Earlier LLNL experiments in 2020, led by mechanical engineer Batikan Koroglu, provided the first experimental evidence for the phenomena that the amount of oxygen that combines with uranium can affect which uranium molecules form. Those findings were substantiated in the recent LLNL-Michigan experiments.

The most recent work, performed under a Laboratory Directed Research and Development (LDRD) strategic initiative, seeks to understand the effect of the local environment on the physics and chemistry of nuclear explosions, particularly to aid computational modeling efforts.

“The electron structures of actinides, such as uranium and plutonium, are extremely complex and difficult to computationally model,” said Kim Knight, a co-author of the study and the leader of the LDRD strategic initiative.

“Experiments like this one can provide data and insight on the generalized behavior of these actinides, something that aids our computational modeling.”

Uranium and oxygen can combine to form hundreds of different molecules, depending on the oxygen concentration and the cooling rates; each of these species can have different and distinct chemical behaviors.

“When uranium comes into contact with oxygen, it will form different molecules. The rate of cooling also affects the type of molecules that form. We care about what specific molecules are formed as a result,” Burton explained.

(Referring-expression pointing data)
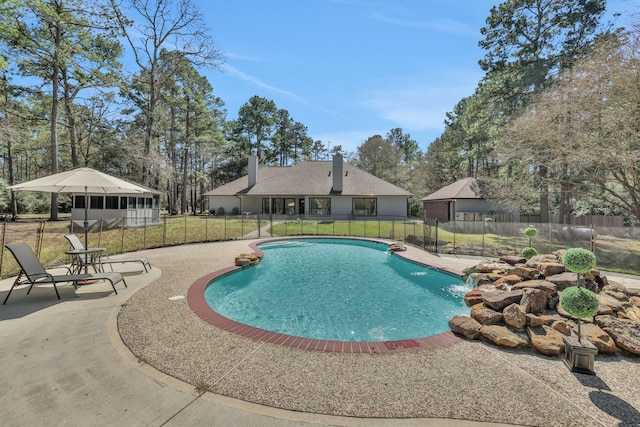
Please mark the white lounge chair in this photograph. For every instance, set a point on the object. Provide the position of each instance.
(77, 244)
(32, 272)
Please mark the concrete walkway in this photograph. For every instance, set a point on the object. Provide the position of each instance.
(63, 362)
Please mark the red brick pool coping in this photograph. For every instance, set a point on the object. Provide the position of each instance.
(197, 303)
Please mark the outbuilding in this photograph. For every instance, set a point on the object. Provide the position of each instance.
(464, 200)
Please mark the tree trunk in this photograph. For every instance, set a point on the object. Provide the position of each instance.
(544, 194)
(55, 76)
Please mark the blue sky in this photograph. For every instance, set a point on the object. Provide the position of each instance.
(351, 69)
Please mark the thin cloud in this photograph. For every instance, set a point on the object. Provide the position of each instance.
(442, 25)
(348, 140)
(233, 71)
(419, 108)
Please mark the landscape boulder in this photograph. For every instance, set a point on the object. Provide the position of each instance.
(515, 316)
(467, 326)
(546, 340)
(534, 300)
(498, 300)
(503, 336)
(625, 333)
(485, 315)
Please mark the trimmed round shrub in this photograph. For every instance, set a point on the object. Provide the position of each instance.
(578, 260)
(529, 252)
(579, 302)
(531, 232)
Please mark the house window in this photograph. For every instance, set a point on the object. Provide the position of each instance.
(78, 202)
(111, 202)
(96, 202)
(279, 206)
(365, 206)
(320, 206)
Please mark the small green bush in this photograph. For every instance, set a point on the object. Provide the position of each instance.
(578, 260)
(529, 252)
(531, 232)
(579, 302)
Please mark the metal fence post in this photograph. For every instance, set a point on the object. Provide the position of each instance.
(185, 228)
(164, 231)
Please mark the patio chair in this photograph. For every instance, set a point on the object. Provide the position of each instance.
(77, 244)
(32, 272)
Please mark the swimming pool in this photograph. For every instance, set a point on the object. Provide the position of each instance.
(339, 289)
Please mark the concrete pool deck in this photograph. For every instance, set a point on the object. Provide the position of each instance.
(65, 362)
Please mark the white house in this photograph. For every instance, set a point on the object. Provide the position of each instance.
(310, 189)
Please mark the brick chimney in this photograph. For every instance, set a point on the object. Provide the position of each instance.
(337, 173)
(253, 170)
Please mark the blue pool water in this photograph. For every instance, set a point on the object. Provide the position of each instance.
(339, 289)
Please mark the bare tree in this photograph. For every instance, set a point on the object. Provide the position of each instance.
(175, 25)
(588, 124)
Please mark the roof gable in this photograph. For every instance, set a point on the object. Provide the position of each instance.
(467, 188)
(309, 178)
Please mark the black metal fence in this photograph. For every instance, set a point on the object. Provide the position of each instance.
(616, 248)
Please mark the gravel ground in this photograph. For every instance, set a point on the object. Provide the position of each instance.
(471, 380)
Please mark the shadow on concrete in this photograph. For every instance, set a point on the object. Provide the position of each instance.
(608, 403)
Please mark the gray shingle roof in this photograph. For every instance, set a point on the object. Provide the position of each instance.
(309, 178)
(467, 188)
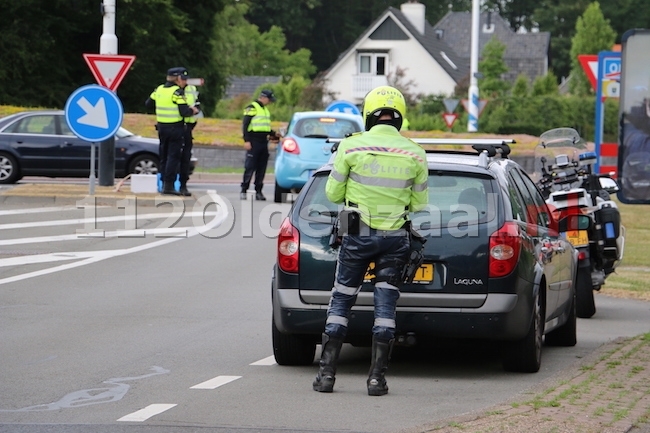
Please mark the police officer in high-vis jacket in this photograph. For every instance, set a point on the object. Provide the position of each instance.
(171, 107)
(380, 176)
(256, 128)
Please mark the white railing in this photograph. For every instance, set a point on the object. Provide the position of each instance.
(362, 84)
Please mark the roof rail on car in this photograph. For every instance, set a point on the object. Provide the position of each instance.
(493, 146)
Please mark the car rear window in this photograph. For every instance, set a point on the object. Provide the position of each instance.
(332, 127)
(455, 199)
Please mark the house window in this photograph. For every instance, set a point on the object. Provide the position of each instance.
(373, 63)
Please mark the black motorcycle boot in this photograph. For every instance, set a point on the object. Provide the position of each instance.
(184, 191)
(324, 381)
(168, 189)
(380, 357)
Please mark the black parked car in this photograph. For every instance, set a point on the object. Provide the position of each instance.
(39, 143)
(495, 267)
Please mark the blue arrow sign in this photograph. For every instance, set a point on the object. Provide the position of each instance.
(343, 107)
(93, 113)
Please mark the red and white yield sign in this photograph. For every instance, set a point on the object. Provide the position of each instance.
(450, 118)
(109, 69)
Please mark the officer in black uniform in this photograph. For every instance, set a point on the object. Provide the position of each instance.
(171, 107)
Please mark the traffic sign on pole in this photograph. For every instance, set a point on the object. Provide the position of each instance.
(607, 86)
(589, 64)
(343, 107)
(109, 70)
(450, 119)
(93, 113)
(481, 105)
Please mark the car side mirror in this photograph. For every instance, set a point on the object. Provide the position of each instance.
(574, 222)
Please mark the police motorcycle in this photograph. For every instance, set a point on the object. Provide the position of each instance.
(564, 174)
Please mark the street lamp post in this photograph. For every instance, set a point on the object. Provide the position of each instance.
(107, 45)
(472, 121)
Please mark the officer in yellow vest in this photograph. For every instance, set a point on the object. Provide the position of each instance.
(256, 127)
(192, 98)
(380, 176)
(171, 107)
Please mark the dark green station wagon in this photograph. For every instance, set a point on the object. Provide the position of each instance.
(495, 266)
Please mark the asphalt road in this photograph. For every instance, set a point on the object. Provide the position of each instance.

● QUESTIONS TO ANSWER
a - Reproduce the stretch of the uranium-oxygen passage from "The most recent" through "distinct chemical behaviors." word for word.
b - Answer these questions from the uranium-oxygen passage:
(i) Who led the earlier LLNL experiments in 2020?
(ii) Under what kind of initiative was the most recent work performed?
(iii) Besides the oxygen concentration, what determines which molecules uranium and oxygen form?
The lines above aren't needed here.

● TASK RESULTS
a -
The most recent work, performed under a Laboratory Directed Research and Development (LDRD) strategic initiative, seeks to understand the effect of the local environment on the physics and chemistry of nuclear explosions, particularly to aid computational modeling efforts.

“The electron structures of actinides, such as uranium and plutonium, are extremely complex and difficult to computationally model,” said Kim Knight, a co-author of the study and the leader of the LDRD strategic initiative.

“Experiments like this one can provide data and insight on the generalized behavior of these actinides, something that aids our computational modeling.”

Uranium and oxygen can combine to form hundreds of different molecules, depending on the oxygen concentration and the cooling rates; each of these species can have different and distinct chemical behaviors.

b -
(i) Mechanical engineer Batikan Koroglu.
(ii) A Laboratory Directed Research and Development (LDRD) strategic initiative.
(iii) The cooling rate.